▶ **SUPPLIED RECORDS**:
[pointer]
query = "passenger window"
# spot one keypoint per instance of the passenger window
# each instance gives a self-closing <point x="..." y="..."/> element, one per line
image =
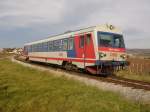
<point x="65" y="44"/>
<point x="81" y="41"/>
<point x="71" y="44"/>
<point x="88" y="39"/>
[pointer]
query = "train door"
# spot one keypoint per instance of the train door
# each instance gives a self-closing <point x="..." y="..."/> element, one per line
<point x="85" y="48"/>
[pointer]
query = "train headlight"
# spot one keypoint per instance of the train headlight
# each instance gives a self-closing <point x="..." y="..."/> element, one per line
<point x="102" y="55"/>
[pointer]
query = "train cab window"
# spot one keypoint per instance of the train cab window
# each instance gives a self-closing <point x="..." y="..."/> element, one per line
<point x="81" y="41"/>
<point x="71" y="44"/>
<point x="50" y="46"/>
<point x="57" y="45"/>
<point x="65" y="44"/>
<point x="88" y="39"/>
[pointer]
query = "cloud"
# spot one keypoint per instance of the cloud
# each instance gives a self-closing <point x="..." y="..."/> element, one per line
<point x="42" y="18"/>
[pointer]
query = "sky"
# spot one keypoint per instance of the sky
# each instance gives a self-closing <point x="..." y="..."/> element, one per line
<point x="23" y="21"/>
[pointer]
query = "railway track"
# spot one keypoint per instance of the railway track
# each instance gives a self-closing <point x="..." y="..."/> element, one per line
<point x="113" y="79"/>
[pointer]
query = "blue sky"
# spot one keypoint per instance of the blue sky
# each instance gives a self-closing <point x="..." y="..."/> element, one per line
<point x="24" y="21"/>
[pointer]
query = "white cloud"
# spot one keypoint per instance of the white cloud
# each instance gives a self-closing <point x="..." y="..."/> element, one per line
<point x="28" y="12"/>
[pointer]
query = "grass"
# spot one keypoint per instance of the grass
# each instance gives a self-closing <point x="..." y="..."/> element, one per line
<point x="126" y="74"/>
<point x="23" y="89"/>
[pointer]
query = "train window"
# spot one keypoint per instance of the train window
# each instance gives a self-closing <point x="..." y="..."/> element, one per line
<point x="81" y="41"/>
<point x="88" y="39"/>
<point x="65" y="44"/>
<point x="45" y="46"/>
<point x="71" y="44"/>
<point x="57" y="44"/>
<point x="50" y="46"/>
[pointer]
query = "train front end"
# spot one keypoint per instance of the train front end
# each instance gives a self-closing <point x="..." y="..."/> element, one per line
<point x="111" y="53"/>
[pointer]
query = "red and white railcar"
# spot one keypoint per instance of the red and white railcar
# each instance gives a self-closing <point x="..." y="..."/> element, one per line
<point x="97" y="49"/>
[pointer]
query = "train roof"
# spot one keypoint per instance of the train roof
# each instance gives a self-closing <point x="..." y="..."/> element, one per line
<point x="105" y="28"/>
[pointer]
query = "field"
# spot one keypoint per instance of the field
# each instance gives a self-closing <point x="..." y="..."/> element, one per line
<point x="139" y="69"/>
<point x="23" y="89"/>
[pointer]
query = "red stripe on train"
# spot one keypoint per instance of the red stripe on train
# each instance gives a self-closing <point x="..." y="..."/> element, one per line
<point x="65" y="59"/>
<point x="111" y="49"/>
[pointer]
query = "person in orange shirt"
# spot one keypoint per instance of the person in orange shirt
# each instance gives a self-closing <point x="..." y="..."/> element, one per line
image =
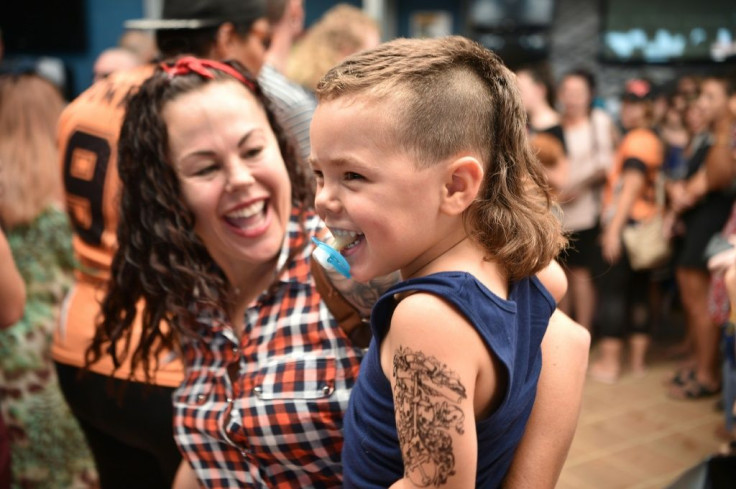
<point x="629" y="196"/>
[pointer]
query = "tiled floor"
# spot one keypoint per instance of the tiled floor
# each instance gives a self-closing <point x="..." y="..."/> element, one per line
<point x="631" y="436"/>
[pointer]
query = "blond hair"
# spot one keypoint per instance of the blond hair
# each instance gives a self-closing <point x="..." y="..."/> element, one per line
<point x="30" y="178"/>
<point x="340" y="32"/>
<point x="451" y="95"/>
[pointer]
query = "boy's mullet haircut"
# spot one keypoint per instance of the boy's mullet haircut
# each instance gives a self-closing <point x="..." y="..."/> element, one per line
<point x="452" y="95"/>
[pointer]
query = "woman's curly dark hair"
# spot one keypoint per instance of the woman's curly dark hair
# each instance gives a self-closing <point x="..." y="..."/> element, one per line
<point x="160" y="260"/>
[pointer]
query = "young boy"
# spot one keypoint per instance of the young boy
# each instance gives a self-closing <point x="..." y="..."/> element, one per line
<point x="422" y="164"/>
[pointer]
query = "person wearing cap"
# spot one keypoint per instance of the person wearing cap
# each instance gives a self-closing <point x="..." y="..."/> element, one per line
<point x="292" y="104"/>
<point x="629" y="196"/>
<point x="703" y="202"/>
<point x="130" y="429"/>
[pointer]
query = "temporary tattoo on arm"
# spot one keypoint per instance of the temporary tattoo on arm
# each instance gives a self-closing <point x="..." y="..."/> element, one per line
<point x="427" y="399"/>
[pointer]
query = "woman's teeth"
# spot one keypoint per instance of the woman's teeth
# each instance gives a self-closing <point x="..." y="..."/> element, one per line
<point x="249" y="211"/>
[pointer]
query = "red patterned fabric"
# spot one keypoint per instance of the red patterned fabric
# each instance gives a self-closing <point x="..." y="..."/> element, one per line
<point x="266" y="411"/>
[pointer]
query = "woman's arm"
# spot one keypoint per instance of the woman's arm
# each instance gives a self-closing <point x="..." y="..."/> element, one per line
<point x="12" y="287"/>
<point x="433" y="359"/>
<point x="633" y="184"/>
<point x="541" y="454"/>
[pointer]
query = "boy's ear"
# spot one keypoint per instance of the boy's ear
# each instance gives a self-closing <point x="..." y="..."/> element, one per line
<point x="464" y="177"/>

▶ **EXERCISE**: Omit each image and transcribe the remaining records word for word.

▶ **RESPONSE TO THE TASK**:
[pointer]
query = "passenger window"
# spot one keypoint per instance of the passenger window
# each instance gives a self-closing <point x="..." y="..."/> element, one per line
image =
<point x="65" y="44"/>
<point x="81" y="41"/>
<point x="71" y="44"/>
<point x="88" y="39"/>
[pointer]
query = "train door"
# spot one keypoint per instance of the train door
# each instance gives a self-closing <point x="..." y="..."/> element, one per line
<point x="85" y="48"/>
[pointer]
query = "train headlight"
# spot one keypoint per instance of the train headlight
# each instance gives a self-closing <point x="..." y="..."/> element, one per line
<point x="102" y="55"/>
[pointer]
query = "train cab window"
# spot one keypoint per instance of the train cab window
# each instance gives a self-closing <point x="..." y="..."/> element, one per line
<point x="81" y="41"/>
<point x="71" y="44"/>
<point x="50" y="46"/>
<point x="57" y="45"/>
<point x="65" y="44"/>
<point x="88" y="39"/>
[pointer]
query = "cloud"
# spot one keypoint per instance of the cloud
# each instance gives a self-closing <point x="..." y="..."/> element, one per line
<point x="42" y="18"/>
[pointer]
query = "sky"
# spot one keypoint per instance of the sky
# each instance gives a self-closing <point x="..." y="..."/> element, one per line
<point x="23" y="21"/>
[pointer]
query = "railway track"
# spot one keypoint per instance of the railway track
# each instance gives a self-closing <point x="..." y="..."/> element, one per line
<point x="113" y="79"/>
[pointer]
query = "blue sky"
# spot one keypoint per instance of the blue sky
# each instance gives a self-closing <point x="..." y="..."/> element, one per line
<point x="24" y="21"/>
[pointer]
query = "white cloud"
# spot one keypoint per instance of the white cloud
# each instance gives a self-closing <point x="..." y="..."/> element, one per line
<point x="28" y="12"/>
[pointer]
query = "grass"
# spot one keypoint per instance of the grass
# each instance gives a self-closing <point x="..." y="..."/> element, one per line
<point x="126" y="74"/>
<point x="23" y="89"/>
[pointer]
query = "train window"
# spot one keypoint per instance of the train window
# each instance gives a self-closing <point x="..." y="..."/> element, one per line
<point x="81" y="41"/>
<point x="88" y="39"/>
<point x="65" y="44"/>
<point x="45" y="46"/>
<point x="71" y="44"/>
<point x="57" y="44"/>
<point x="50" y="46"/>
[pointer]
query = "train front end"
# spot one keypoint per instance of the train front end
# each instance gives a self-closing <point x="..." y="..."/> element, one per line
<point x="111" y="53"/>
[pointer]
query = "red and white railcar"
# spot one keypoint per instance of the red and white railcar
# each instance gives a self-closing <point x="..." y="..."/> element, one per line
<point x="97" y="49"/>
[pointer]
query = "train roof"
# spot one keypoint per instance of the train roof
# each instance gives a self-closing <point x="..." y="..."/> element, one per line
<point x="105" y="28"/>
[pointer]
query = "field"
# spot one keypoint per instance of the field
# each instance gives a self-closing <point x="..." y="..."/> element, one per line
<point x="139" y="69"/>
<point x="23" y="89"/>
[pointer]
query = "red stripe on train"
# spot one keypoint per instance of the red stripe on train
# each instance gives a self-closing <point x="..." y="..."/> element, one per line
<point x="65" y="59"/>
<point x="111" y="49"/>
[pointer]
query = "person in orange shirt"
# spot one keypoint per instance of the person in orange shirt
# each instance gives a self-closing <point x="..." y="..."/> element, one per line
image =
<point x="629" y="196"/>
[pointer]
query = "tiled floor"
# spot one keypoint per instance of the tiled floor
# each instance gives a self-closing <point x="..." y="..."/> element, one per line
<point x="631" y="436"/>
[pointer]
query = "blond hair"
# spot one keypoint per instance of the blond hair
# each instance gives a self-closing <point x="..." y="..."/> element, one per line
<point x="30" y="178"/>
<point x="340" y="32"/>
<point x="451" y="95"/>
[pointer]
query = "boy's mullet haircut"
# spot one keypoint per instance of the boy's mullet haircut
# each instance gives a self-closing <point x="..." y="..."/> element, one per line
<point x="452" y="95"/>
[pointer]
query = "woman's curly dark hair"
# spot one keypoint per instance of the woman's curly dark hair
# each instance gives a self-closing <point x="..." y="..."/> element, one per line
<point x="160" y="260"/>
[pointer]
query = "young boy"
# spot one keypoint per instance of the young boy
# each instance gives a self-closing <point x="..." y="..."/> element, one per line
<point x="422" y="164"/>
[pointer]
query = "person wearing cap"
# spot one keypoint per instance of the person wearing cap
# each instance gives a self-closing <point x="..." y="..."/> element, one per line
<point x="292" y="104"/>
<point x="629" y="196"/>
<point x="703" y="202"/>
<point x="130" y="429"/>
[pointer]
query = "temporary tattoo on arm"
# spot one keypoint per instance of the temporary tattoo on arm
# each instance gives a self-closing <point x="..." y="..."/> element, one per line
<point x="427" y="399"/>
[pointer]
query = "woman's teeth"
# spot one keypoint per instance of the woman's teeth
# each instance gives a self-closing <point x="..." y="..."/> element, one per line
<point x="249" y="211"/>
[pointer]
query = "red patterned fabric"
# spot one keypoint per instance of the red patterned fabric
# each instance gives a self-closing <point x="..." y="..."/> element, one per line
<point x="266" y="411"/>
[pointer]
query = "woman's arm"
# spot one keypoint per instance of the woman's arm
# each instance gives a self-closing <point x="..." y="..."/> element, one per line
<point x="12" y="287"/>
<point x="433" y="359"/>
<point x="633" y="184"/>
<point x="541" y="454"/>
[pointer]
query = "boy's ear"
# spot one keypoint per instance of the boy's ear
# each instance gives a self-closing <point x="..." y="..."/> element, one per line
<point x="464" y="177"/>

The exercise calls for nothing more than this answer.